PROVIDED PASSAGE:
* Begin *

You are viewing a plain text version of this content. The canonical link for it is here.
Posted to dev@hive.apache.org by Sergio Pena <se...@cloudera.com> on 2017/01/27 16:18:36 UTC

Re: Review Request 54065: HIVE-15282: Different modification times are used when an index is built and when its staleness is checked

-----------------------------------------------------------
This is an automatically generated e-mail. To reply, visit:
https://reviews.apache.org/r/54065/#review163281
-----------------------------------------------------------




ql/src/java/org/apache/hadoop/hive/ql/exec/DDLTask.java (line 968)
<https://reviews.apache.org/r/54065/#comment234715>

    shouldn't be easier if we set the dataLocation modification time first to lastModificationTime, and then compare this value with the rest of the partitions found? This way we could avoid the null value and the Long object, and use long instead.



ql/src/java/org/apache/hadoop/hive/ql/exec/DDLTask.java (line 972)
<https://reviews.apache.org/r/54065/#comment234712>

    If this condition does not happen ever, then lastModificationTime will end up being null, and basePartTs will contain the null value. Should we use the dataLocation timestamp in case of this condition is never called?



ql/src/java/org/apache/hadoop/hive/ql/exec/DDLTask.java (line 978)
<https://reviews.apache.org/r/54065/#comment234713>

    Agree with Peter. Should we use the dataLocation variable instead of calling the method?


- Sergio Pena


On Dec. 12, 2016, 1:04 p.m., Marta Kuczora wrote:
> 
> -----------------------------------------------------------
> This is an automatically generated e-mail. To reply, visit:
> https://reviews.apache.org/r/54065/
> -----------------------------------------------------------
> 
> (Updated Dec. 12, 2016, 1:04 p.m.)

* End *

RECORDS SUPPLIED:
* Begin *

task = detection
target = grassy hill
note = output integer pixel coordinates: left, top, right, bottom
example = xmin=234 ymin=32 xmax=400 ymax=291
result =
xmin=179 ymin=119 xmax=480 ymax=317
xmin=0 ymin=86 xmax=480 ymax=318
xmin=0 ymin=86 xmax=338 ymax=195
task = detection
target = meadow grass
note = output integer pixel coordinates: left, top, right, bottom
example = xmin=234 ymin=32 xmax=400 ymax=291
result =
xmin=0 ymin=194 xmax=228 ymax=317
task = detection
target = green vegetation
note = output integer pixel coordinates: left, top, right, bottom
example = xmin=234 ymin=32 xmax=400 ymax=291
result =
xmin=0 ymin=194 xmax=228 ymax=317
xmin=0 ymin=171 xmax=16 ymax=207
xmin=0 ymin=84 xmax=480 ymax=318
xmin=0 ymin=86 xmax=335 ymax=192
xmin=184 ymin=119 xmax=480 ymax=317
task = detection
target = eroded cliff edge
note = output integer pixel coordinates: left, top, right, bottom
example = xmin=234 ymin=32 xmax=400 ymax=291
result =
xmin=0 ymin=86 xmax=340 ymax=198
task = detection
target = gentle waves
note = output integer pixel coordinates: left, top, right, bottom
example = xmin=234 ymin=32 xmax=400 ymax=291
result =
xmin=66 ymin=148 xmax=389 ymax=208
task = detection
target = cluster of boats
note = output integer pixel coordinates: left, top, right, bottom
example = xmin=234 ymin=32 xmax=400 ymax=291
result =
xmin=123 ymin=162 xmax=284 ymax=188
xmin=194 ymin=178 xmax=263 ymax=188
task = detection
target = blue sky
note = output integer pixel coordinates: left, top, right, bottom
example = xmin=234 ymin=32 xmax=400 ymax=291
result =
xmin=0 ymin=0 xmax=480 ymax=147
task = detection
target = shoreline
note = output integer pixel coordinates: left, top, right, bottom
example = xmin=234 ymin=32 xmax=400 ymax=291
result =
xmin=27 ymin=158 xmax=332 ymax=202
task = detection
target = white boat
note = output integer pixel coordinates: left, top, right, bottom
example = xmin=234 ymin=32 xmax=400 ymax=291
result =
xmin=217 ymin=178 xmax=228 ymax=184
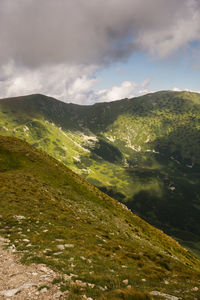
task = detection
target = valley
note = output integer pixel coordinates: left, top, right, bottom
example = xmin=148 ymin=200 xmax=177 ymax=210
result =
xmin=0 ymin=136 xmax=200 ymax=300
xmin=0 ymin=91 xmax=200 ymax=255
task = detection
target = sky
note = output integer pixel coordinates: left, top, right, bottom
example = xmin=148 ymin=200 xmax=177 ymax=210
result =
xmin=0 ymin=0 xmax=200 ymax=105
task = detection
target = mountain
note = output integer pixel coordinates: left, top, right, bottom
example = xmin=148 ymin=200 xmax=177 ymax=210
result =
xmin=0 ymin=137 xmax=200 ymax=300
xmin=0 ymin=91 xmax=200 ymax=255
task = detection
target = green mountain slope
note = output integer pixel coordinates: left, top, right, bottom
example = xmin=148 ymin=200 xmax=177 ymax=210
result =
xmin=0 ymin=92 xmax=200 ymax=254
xmin=0 ymin=137 xmax=200 ymax=299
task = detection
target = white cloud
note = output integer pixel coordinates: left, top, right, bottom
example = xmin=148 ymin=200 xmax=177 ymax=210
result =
xmin=172 ymin=87 xmax=200 ymax=93
xmin=0 ymin=62 xmax=97 ymax=104
xmin=0 ymin=61 xmax=153 ymax=104
xmin=0 ymin=0 xmax=200 ymax=104
xmin=97 ymin=77 xmax=151 ymax=101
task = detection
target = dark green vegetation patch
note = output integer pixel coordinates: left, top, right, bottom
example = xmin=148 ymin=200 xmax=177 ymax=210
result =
xmin=0 ymin=91 xmax=200 ymax=255
xmin=0 ymin=137 xmax=200 ymax=300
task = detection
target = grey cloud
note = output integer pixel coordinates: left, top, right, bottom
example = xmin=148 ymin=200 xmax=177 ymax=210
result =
xmin=0 ymin=0 xmax=200 ymax=67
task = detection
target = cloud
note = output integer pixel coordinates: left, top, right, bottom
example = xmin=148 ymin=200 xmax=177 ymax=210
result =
xmin=96 ymin=78 xmax=151 ymax=102
xmin=0 ymin=61 xmax=97 ymax=103
xmin=172 ymin=87 xmax=200 ymax=94
xmin=0 ymin=0 xmax=200 ymax=67
xmin=0 ymin=61 xmax=150 ymax=104
xmin=0 ymin=0 xmax=200 ymax=103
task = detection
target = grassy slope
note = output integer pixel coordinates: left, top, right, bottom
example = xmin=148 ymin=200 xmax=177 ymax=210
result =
xmin=0 ymin=137 xmax=200 ymax=299
xmin=0 ymin=92 xmax=200 ymax=254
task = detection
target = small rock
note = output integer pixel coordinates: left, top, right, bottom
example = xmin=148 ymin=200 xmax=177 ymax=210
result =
xmin=57 ymin=245 xmax=65 ymax=250
xmin=122 ymin=279 xmax=128 ymax=285
xmin=40 ymin=288 xmax=48 ymax=293
xmin=65 ymin=244 xmax=74 ymax=248
xmin=150 ymin=291 xmax=180 ymax=300
xmin=40 ymin=266 xmax=48 ymax=273
xmin=54 ymin=292 xmax=62 ymax=298
xmin=191 ymin=286 xmax=199 ymax=292
xmin=0 ymin=283 xmax=35 ymax=297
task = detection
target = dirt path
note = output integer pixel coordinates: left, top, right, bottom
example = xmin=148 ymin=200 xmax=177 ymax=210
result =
xmin=0 ymin=237 xmax=67 ymax=300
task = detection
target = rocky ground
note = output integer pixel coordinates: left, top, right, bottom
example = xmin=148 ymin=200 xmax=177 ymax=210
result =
xmin=0 ymin=238 xmax=67 ymax=300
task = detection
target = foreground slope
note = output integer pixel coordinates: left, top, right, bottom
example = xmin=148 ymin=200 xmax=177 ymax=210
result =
xmin=0 ymin=91 xmax=200 ymax=254
xmin=0 ymin=137 xmax=200 ymax=299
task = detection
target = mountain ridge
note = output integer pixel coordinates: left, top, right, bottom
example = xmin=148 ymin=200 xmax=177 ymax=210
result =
xmin=0 ymin=136 xmax=200 ymax=300
xmin=0 ymin=91 xmax=200 ymax=254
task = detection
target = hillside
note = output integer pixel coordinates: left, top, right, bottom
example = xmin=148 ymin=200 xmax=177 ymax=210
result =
xmin=0 ymin=91 xmax=200 ymax=255
xmin=0 ymin=137 xmax=200 ymax=299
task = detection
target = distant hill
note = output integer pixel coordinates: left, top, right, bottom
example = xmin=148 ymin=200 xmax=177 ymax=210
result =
xmin=0 ymin=137 xmax=200 ymax=300
xmin=0 ymin=91 xmax=200 ymax=255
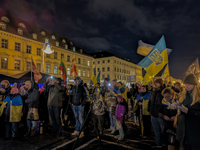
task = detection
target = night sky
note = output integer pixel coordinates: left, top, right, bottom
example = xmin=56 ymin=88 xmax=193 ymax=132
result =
xmin=0 ymin=0 xmax=200 ymax=79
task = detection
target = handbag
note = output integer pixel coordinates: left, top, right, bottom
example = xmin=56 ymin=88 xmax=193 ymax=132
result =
xmin=27 ymin=108 xmax=39 ymax=121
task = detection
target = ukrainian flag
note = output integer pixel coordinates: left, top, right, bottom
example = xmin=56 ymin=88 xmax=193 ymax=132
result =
xmin=91 ymin=67 xmax=97 ymax=85
xmin=138 ymin=36 xmax=168 ymax=84
xmin=0 ymin=95 xmax=23 ymax=122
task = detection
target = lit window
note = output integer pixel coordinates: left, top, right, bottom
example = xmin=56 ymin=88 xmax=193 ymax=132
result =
xmin=1 ymin=39 xmax=8 ymax=48
xmin=54 ymin=52 xmax=58 ymax=59
xmin=1 ymin=58 xmax=8 ymax=69
xmin=37 ymin=48 xmax=41 ymax=56
xmin=18 ymin=28 xmax=23 ymax=35
xmin=26 ymin=61 xmax=31 ymax=71
xmin=56 ymin=42 xmax=59 ymax=47
xmin=78 ymin=69 xmax=81 ymax=77
xmin=61 ymin=54 xmax=65 ymax=60
xmin=26 ymin=45 xmax=31 ymax=54
xmin=67 ymin=68 xmax=70 ymax=75
xmin=67 ymin=55 xmax=70 ymax=62
xmin=46 ymin=65 xmax=50 ymax=73
xmin=36 ymin=63 xmax=41 ymax=72
xmin=65 ymin=44 xmax=68 ymax=49
xmin=15 ymin=42 xmax=21 ymax=51
xmin=14 ymin=60 xmax=20 ymax=70
xmin=45 ymin=38 xmax=49 ymax=43
xmin=53 ymin=66 xmax=58 ymax=74
xmin=87 ymin=70 xmax=90 ymax=77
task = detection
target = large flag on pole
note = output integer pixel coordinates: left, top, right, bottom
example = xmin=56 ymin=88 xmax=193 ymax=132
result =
xmin=185 ymin=58 xmax=199 ymax=76
xmin=59 ymin=58 xmax=67 ymax=82
xmin=138 ymin=36 xmax=168 ymax=84
xmin=31 ymin=57 xmax=42 ymax=83
xmin=71 ymin=56 xmax=77 ymax=79
xmin=91 ymin=67 xmax=97 ymax=85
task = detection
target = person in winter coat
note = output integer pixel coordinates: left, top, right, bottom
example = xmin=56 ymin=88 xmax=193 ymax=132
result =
xmin=24 ymin=81 xmax=40 ymax=136
xmin=0 ymin=88 xmax=23 ymax=140
xmin=148 ymin=78 xmax=164 ymax=148
xmin=92 ymin=88 xmax=105 ymax=134
xmin=176 ymin=74 xmax=200 ymax=150
xmin=115 ymin=95 xmax=126 ymax=141
xmin=158 ymin=87 xmax=178 ymax=150
xmin=44 ymin=76 xmax=65 ymax=134
xmin=72 ymin=77 xmax=88 ymax=138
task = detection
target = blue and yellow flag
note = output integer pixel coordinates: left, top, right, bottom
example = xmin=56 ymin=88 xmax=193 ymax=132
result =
xmin=91 ymin=67 xmax=97 ymax=85
xmin=138 ymin=36 xmax=168 ymax=84
xmin=97 ymin=71 xmax=101 ymax=83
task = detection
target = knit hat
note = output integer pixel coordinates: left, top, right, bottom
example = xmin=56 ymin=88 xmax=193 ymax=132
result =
xmin=183 ymin=74 xmax=198 ymax=85
xmin=154 ymin=78 xmax=163 ymax=86
xmin=117 ymin=95 xmax=124 ymax=101
xmin=10 ymin=87 xmax=19 ymax=94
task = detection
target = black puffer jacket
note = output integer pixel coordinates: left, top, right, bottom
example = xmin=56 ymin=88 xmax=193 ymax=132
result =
xmin=25 ymin=81 xmax=40 ymax=108
xmin=72 ymin=79 xmax=88 ymax=106
xmin=148 ymin=88 xmax=163 ymax=117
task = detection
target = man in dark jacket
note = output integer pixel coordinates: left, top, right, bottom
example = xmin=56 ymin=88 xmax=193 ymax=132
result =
xmin=24 ymin=81 xmax=40 ymax=136
xmin=148 ymin=78 xmax=164 ymax=148
xmin=72 ymin=77 xmax=88 ymax=138
xmin=44 ymin=76 xmax=65 ymax=134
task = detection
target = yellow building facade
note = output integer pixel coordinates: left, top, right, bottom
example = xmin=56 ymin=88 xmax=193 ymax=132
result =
xmin=0 ymin=16 xmax=94 ymax=84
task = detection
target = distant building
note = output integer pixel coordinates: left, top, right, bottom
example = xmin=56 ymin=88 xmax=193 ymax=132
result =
xmin=90 ymin=51 xmax=143 ymax=83
xmin=0 ymin=12 xmax=94 ymax=83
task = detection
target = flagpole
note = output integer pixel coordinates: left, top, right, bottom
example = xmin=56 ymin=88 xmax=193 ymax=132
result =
xmin=31 ymin=56 xmax=33 ymax=81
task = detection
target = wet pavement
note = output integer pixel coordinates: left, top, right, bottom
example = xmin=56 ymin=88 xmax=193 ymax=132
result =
xmin=0 ymin=122 xmax=157 ymax=150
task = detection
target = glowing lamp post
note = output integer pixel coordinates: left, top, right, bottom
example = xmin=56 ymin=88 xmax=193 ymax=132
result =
xmin=42 ymin=42 xmax=54 ymax=73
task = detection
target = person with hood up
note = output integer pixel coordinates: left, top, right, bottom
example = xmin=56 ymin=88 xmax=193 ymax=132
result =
xmin=44 ymin=76 xmax=65 ymax=134
xmin=148 ymin=78 xmax=164 ymax=148
xmin=24 ymin=81 xmax=40 ymax=137
xmin=0 ymin=88 xmax=23 ymax=140
xmin=115 ymin=95 xmax=126 ymax=141
xmin=176 ymin=74 xmax=200 ymax=150
xmin=92 ymin=88 xmax=105 ymax=134
xmin=72 ymin=77 xmax=88 ymax=138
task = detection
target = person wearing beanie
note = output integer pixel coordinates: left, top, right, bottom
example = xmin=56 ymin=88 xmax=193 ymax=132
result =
xmin=148 ymin=78 xmax=164 ymax=148
xmin=176 ymin=74 xmax=200 ymax=150
xmin=92 ymin=88 xmax=105 ymax=134
xmin=0 ymin=87 xmax=23 ymax=140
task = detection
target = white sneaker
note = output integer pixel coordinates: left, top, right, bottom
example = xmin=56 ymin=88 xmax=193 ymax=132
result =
xmin=71 ymin=130 xmax=79 ymax=136
xmin=111 ymin=127 xmax=115 ymax=134
xmin=79 ymin=131 xmax=84 ymax=138
xmin=114 ymin=135 xmax=120 ymax=139
xmin=118 ymin=136 xmax=124 ymax=141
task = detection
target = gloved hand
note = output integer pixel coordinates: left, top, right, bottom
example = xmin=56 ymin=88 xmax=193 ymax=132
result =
xmin=179 ymin=105 xmax=188 ymax=114
xmin=117 ymin=117 xmax=120 ymax=121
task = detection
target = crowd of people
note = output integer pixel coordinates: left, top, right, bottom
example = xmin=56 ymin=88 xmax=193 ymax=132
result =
xmin=0 ymin=74 xmax=200 ymax=150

* End *

AIM 1: Retype the code review message, beginning at the words "If this condition" and stopping after the words "calling the method?".
AIM 2: Gather every line of the records that contains the string "slope".
The code review message and the records are two independent pieces of material.

TASK SOLUTION 1:
If this condition does not happen ever, then lastModificationTime will end up being null, and basePartTs will contain the null value. Should we use the dataLocation timestamp in case of this condition is never called?



ql/src/java/org/apache/hadoop/hive/ql/exec/DDLTask.java (line 978)
<https://reviews.apache.org/r/54065/#comment234713>

    Agree with Peter. Should we use the dataLocation variable instead of calling the method?

TASK SOLUTION 2:
target = green mountain slope
target = grassy slope
target = foreground slope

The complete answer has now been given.